> JOB A:
Answer these questions from the speech on the World Bank part of the Bill:
(i) Which part of the Bill does the speaker choose not to discuss, and what does it deal with?
(ii) According to the White Paper, in which country are most investors in World Bank securities found?
(iii) Whose guarantee does the speaker call the really important one?
> JOB B: Pick up the speech on the World Bank part of the Bill after its last sentence and continue it in the same voice.

I do not propose to discuss the first part of the Bill, which deals with the International Monetary Fund, because I do not profess to be an expert in liquidity, either alcoholic or monetary. I therefore propose to deal mainly with the part of the Bill which concerns the World Bank. If things go in future as they have gone in the past, this is not likely to cost us anything. These provisions are primarily an ingenious way of obtaining more money from investors in bank securities.

Paragraphs 20 to 23 of the White Paper make it quite clear that the greatest proportion of the investors in the World Bank's securities are, as one would naturally suppose, in the United States—particularly those willing to take up long-term investment. In the United States, one has to be very careful to persuade persons and institutions—and it is largely institutional investment—that it is proper for them to invest in something with an international character because, as is pointed out, their experience has hitherto sometimes been entirely domestic.

It is essential, therefore, to induce those investors to invest, to obtain the guarantee of the United States Government for a very large proportion of the money. By this ingenious device, we are obtaining that guarantee, although, to keep it on a proper international basis, all the other countries must give a guarantee as well. However, it is quite clear that it is the United States Government's guarantee that is the really important one.

> INFORMATION PROVIDED:
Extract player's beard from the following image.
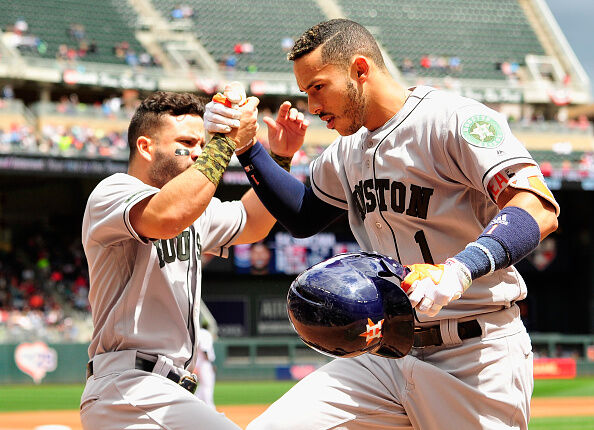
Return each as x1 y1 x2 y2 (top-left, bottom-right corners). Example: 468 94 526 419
149 149 184 188
340 82 367 136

> TASK RESULT A:
(i) The first part, which deals with the International Monetary Fund.
(ii) The United States.
(iii) The United States Government's guarantee.

> TASK RESULT B:
We should not fail to approve the fact that some countries are now to be asked to increase their obligations to both the Bank and to the I.M.F.—Japan, Canada and West Germany. That is only right because, if one looks at the proportions of subscriptions to the Bank by member countries, one sees that that of the United States is, virtually, 30 per cent., and that of the United Kingdom just over 12 per cent. On the other hand, West Germany's is a little more than 3 per cent., Canada's is similar, and Japan's proportion is about 2½ per cent. of the total. When one takes into account the relative positions in the world of West Germany and this country, it seems right that the West German contribution should be increased. That is a very desirable aspect of this Bill.

The hon. Member for Eastleigh referred to something of very great interest and importance—the rates of interest charged by the Bank to the countries obtaining assistance from it. This concerns me very much. The rates vary according to what it costs the Bank to borrow the money, and have varied from, I think, about 4¼ per cent. at the lowest, to about 6 per cent. at the highest during the period of the Bank's operations. That is a very high rate to pay for certain kinds of projects that are absolutely essential in the under-developed countries, and I should like to look at it from two points of view.

The Bank charges 1 per cent. above current market rates in order to create a special reserve, and it is stated that this special reserve is meant to provide a fund against potential loss. The White Paper tells us that that reserve now amounts to about 377 million dollars. I am not quite clear whether or not all of that reserve has come from this additional 1 per cent. Perhaps we could be told.

In any event, the Bank has taken such extreme care over its lending that, so far, it has not had a single failure to repay principal, interest or other charges. In other words, its lending policy has been so conservative that it has virtually taken no risks. If that is so, is it really essential, or even desirable, that the Bank should have this extra 1 per cent. on interest rates for a special reserve against loss?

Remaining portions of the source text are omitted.